### Directive
Update the records below, changing each "side mirror" to "wing mirror" and leaving every other character as it is.

<<<<

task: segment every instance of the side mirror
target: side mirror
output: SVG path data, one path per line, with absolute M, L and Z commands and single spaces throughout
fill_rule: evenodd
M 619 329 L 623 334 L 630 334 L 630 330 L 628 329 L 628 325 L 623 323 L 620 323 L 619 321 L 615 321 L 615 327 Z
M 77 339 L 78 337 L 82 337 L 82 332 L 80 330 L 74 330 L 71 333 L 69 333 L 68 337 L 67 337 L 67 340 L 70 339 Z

>>>>

### Finished exercise
task: segment every instance of the wing mirror
target: wing mirror
output: SVG path data, one path per line, with absolute M, L and Z commands and single spaces throughout
fill_rule: evenodd
M 619 329 L 623 334 L 630 334 L 630 330 L 628 329 L 628 325 L 623 323 L 620 323 L 619 321 L 615 321 L 615 327 Z
M 77 339 L 78 337 L 82 337 L 82 332 L 80 330 L 74 330 L 71 333 L 69 333 L 68 337 L 67 337 L 67 340 L 70 339 Z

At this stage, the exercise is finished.